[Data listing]
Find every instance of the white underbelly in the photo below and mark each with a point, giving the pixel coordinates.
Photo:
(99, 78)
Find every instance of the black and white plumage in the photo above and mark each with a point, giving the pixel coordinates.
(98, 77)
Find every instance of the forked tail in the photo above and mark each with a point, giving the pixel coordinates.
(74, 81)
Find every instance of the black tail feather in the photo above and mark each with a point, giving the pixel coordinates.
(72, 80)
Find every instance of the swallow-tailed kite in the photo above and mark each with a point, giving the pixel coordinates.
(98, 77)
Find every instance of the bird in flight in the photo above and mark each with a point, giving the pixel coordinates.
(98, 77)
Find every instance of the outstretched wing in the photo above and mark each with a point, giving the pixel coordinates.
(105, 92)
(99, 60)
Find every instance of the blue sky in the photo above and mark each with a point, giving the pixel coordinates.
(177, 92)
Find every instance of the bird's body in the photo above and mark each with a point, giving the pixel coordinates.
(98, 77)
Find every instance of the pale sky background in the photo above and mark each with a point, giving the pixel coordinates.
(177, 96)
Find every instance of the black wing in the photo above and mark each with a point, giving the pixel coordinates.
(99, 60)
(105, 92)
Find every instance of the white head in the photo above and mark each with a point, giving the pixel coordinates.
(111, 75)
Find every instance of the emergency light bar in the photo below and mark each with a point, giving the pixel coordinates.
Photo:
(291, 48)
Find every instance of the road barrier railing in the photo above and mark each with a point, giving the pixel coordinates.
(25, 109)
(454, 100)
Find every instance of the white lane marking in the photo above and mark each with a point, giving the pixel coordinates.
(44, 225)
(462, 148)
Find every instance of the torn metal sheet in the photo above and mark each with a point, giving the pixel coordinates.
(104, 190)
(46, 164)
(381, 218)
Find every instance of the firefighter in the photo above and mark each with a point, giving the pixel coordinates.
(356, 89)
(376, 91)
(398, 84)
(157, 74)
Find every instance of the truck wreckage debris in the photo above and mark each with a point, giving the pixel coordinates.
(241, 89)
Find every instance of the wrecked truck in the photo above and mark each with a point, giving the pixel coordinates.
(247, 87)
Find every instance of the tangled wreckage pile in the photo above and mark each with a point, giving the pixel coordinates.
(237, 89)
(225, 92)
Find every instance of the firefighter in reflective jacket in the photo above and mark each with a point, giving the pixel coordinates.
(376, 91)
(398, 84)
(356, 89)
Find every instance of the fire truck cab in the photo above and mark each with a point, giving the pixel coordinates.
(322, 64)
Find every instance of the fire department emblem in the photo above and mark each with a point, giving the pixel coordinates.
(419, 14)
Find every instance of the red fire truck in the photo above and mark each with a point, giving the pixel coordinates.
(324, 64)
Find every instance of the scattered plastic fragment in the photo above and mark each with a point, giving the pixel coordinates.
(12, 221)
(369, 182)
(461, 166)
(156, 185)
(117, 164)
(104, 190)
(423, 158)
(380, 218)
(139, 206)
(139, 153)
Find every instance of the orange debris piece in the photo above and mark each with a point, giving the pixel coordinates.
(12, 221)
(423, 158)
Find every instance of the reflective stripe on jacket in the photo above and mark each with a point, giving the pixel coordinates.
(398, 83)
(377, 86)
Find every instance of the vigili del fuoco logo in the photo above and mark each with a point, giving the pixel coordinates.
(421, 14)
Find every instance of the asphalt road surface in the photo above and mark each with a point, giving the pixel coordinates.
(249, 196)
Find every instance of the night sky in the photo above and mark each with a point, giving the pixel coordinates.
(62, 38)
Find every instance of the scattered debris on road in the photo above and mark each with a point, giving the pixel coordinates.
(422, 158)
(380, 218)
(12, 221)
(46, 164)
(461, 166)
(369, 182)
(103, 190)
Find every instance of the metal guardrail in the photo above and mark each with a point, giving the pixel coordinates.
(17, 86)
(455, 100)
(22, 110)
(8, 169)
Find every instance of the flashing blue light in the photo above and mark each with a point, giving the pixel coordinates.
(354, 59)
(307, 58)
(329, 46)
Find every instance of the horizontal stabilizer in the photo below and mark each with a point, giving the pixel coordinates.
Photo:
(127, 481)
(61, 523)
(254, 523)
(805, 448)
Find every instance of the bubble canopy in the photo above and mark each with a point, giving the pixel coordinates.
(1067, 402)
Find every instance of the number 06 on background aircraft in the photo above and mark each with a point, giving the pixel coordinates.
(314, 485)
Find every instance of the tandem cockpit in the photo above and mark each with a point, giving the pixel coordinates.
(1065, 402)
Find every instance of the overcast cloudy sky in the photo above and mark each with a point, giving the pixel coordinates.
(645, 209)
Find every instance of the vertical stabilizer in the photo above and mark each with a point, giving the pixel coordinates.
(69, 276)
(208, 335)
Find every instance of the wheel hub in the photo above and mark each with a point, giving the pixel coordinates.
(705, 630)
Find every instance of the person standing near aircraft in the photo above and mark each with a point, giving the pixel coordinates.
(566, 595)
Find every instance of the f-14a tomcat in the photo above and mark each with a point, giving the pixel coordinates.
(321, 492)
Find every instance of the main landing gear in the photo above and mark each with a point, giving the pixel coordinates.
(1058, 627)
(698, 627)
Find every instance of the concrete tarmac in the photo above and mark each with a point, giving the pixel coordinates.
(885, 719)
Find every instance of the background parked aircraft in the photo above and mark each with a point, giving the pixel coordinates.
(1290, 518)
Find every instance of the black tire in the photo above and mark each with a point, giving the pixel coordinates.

* [Exercise brief] Return the listing above in full, character for character.

* [Solution]
Find every instance of the white underbelly in the photo below and mark each with a point, giving the pixel coordinates.
Photo:
(99, 78)
Find every instance of the black and white plumage in the photo above and mark each with a point, giving the pixel coordinates.
(98, 77)
Find every instance of the forked tail in the photo above and mark each with a point, giving the pixel coordinates.
(74, 81)
Find every instance of the black tail feather in the photo above and mark each with a point, giving the pixel coordinates.
(72, 80)
Find every instance of the swallow-tailed kite in the photo above and mark each with a point, giving the pixel coordinates.
(98, 77)
Find every instance of the bird in flight in the photo above and mark each with a point, giving the pixel coordinates.
(98, 77)
Find every instance of the outstretched wing in the photo above and mark each with a point, giving the pixel coordinates.
(105, 92)
(99, 60)
Find every instance of the blue sky in the photo above and mark each with a point, giving the pixel coordinates.
(177, 92)
Find every instance of the bird's body in the photo above and mark each with a point, giving the pixel coordinates.
(98, 77)
Find every instance of the pale sky background in the photo above and mark each with a point, giving the pixel coordinates.
(177, 96)
Find every instance of the black wing in the photo above and mark each with a point, giving the pixel coordinates.
(99, 60)
(105, 92)
Find every instance of the white head in the photo above and mark each with a point, giving the pixel coordinates.
(111, 75)
Find every instance of the emergency light bar in the photo below and mark each with a point, giving the pixel coordinates.
Photo:
(291, 48)
Find every instance of the road barrier railing in the photo above and mark each with a point, giving the pixel coordinates.
(25, 109)
(454, 100)
Find every instance of the white lane marking in the photo above and mark each with a point, giving the pixel coordinates.
(44, 225)
(462, 148)
Find every instance of the torn metal sheet in the photo above and mark each with a point, giving the pixel coordinates.
(104, 190)
(46, 164)
(381, 218)
Find every instance of the firefighter in the photo above and mark each with a point, giving the pixel coordinates.
(356, 89)
(376, 91)
(398, 84)
(157, 74)
Find every instance of the truck wreckage debris in the photo above and mark each with a point, giving the pixel coordinates.
(241, 89)
Find every instance of the wrecked truck in the photo above and mark each with a point, giving the pixel coordinates.
(247, 87)
Find every instance of the tangled wreckage pile in the photo above and mark each with a point, giving the pixel coordinates.
(237, 89)
(225, 92)
Find every instance of the firefighter in reflective jacket in the photo above and mark each with a point, giving the pixel coordinates.
(376, 91)
(398, 84)
(356, 89)
Find every instance of the fire truck cab in the photo above and mark each with a point, giving the pixel coordinates.
(322, 64)
Find every instance of the fire department emblem in the photo above and mark each with a point, giving the pixel coordinates.
(419, 14)
Find every instance of the red fire truck in the photo above and mark each with a point, giving the pixel coordinates.
(324, 64)
Find every instance of the scattered plastic fragment in the photo above and mark each with a point, giving the pixel coordinates.
(12, 221)
(369, 182)
(461, 166)
(156, 185)
(117, 164)
(104, 190)
(423, 158)
(380, 218)
(139, 206)
(139, 153)
Find every instance of the orange debris piece in the photo above and mark each with a point, giving the pixel coordinates.
(12, 221)
(423, 158)
Find every instance of the reflective stripe on jacket in the photo above and mark each with a point, giving the pixel coordinates.
(398, 83)
(377, 86)
Find every instance of the vigili del fuoco logo in the photo above and mark each with a point, giving the pixel coordinates.
(421, 14)
Find every instance of the asphalt road surface in the photo above and mark each with a point, giving the pixel coordinates.
(249, 196)
Find every instance of the night sky in the photo above and mark each with a point, giving the pixel coordinates.
(62, 38)
Find every instance of the scattered debris on road in the photo above and mark each with a point, giving the pixel coordinates.
(422, 158)
(380, 218)
(12, 221)
(46, 164)
(461, 166)
(369, 182)
(103, 190)
Find every instance of the metal guardrail in the photo above and mark each with a point, giving the pixel coordinates.
(17, 86)
(455, 100)
(22, 110)
(8, 169)
Find every instance of the flashing blue light in the photo above and mark each with a point, giving the pixel coordinates.
(354, 59)
(307, 58)
(329, 46)
Find every instance of the horizontal stabilizer in the photo below and mark each with a point, giving the pixel coordinates.
Photo:
(127, 481)
(61, 523)
(254, 523)
(805, 448)
Find every instance of the bubble canopy in the photo above and mark each with a point, giving the pixel coordinates.
(1067, 402)
Find every instance of the number 06 on background aircraft in the photo above and mark each with a point, giving the pixel coordinates.
(314, 485)
Find every instance of the tandem cockpit in the photo above and mark each with a point, giving the pixel coordinates.
(1065, 402)
Find every instance of the overcast cloudy sky in the photo above and mark each with a point, giving the pixel coordinates.
(645, 209)
Find every instance of the vertical stabilizer in the photo above and mark each with a point, giving the pixel coordinates.
(69, 276)
(208, 335)
Find every instance of the wheel hub in the photo above and mark each with a point, giving the pixel coordinates.
(705, 630)
Find every instance of the person standing near aircraft in the photo above and mark each with a point, giving the pixel coordinates.
(566, 595)
Find every instance of the f-14a tomcat in the photo above and mark each with a point, giving the pixel coordinates.
(321, 492)
Find every instance of the main landing gear in the photo above and mark each with a point, giving the pixel coordinates.
(1058, 627)
(698, 627)
Find every instance of the concrete tarmac in the photo above and mark each with a point, giving the pixel coordinates.
(885, 719)
Find every instance of the background parked aircraft in the photo above and mark each with a point, giving the pixel coordinates.
(1290, 518)
Find every instance of the black tire in the photo above and mark each with a point, giving the pixel coordinates.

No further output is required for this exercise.